Put every line of the material below into a numbered list, leaving out any blank lines.

— begin —

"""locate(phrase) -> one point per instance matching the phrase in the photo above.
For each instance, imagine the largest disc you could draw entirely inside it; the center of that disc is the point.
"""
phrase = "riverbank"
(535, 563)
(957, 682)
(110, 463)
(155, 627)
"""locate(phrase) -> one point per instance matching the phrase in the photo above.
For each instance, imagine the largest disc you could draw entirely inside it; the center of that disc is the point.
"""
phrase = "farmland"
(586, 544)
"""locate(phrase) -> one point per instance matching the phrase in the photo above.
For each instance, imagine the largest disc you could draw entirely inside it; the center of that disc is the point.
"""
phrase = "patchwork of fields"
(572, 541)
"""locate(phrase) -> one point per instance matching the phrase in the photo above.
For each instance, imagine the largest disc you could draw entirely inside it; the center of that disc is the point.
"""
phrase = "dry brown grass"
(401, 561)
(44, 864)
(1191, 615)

— end —

# Task answer
1. """locate(phrase) -> one point per instance matching the phrase in the photo above.
2. For each instance, imagine the largest disc you could draw entirely inside it; the center of that disc is the point.
3. """
4. phrase = "riverbank"
5. (535, 563)
6. (957, 682)
7. (110, 463)
8. (155, 627)
9. """locate(phrase) -> one point per instance matching the phrase in the photo above.
10. For each instance, imagine the largest disc you could draw entirely inside it; the center of that disc is the point.
11. """
12. phrase = "farmland"
13. (586, 544)
14. """locate(phrase) -> one point per instance matching the phrase in the photo above.
15. For each instance, imagine the largest disc you could draw entirely inside it; the center of that disc is the point.
16. """
17. phrase = "patchwork of fields"
18. (572, 541)
19. """locate(phrase) -> one point per instance matching the phrase in the photo above.
20. For each instance, imagine the largest disc you could draw entirely inside it; the center of that disc is the point.
21. """
22. phrase = "dry brown grass"
23. (401, 561)
24. (44, 864)
25. (1191, 615)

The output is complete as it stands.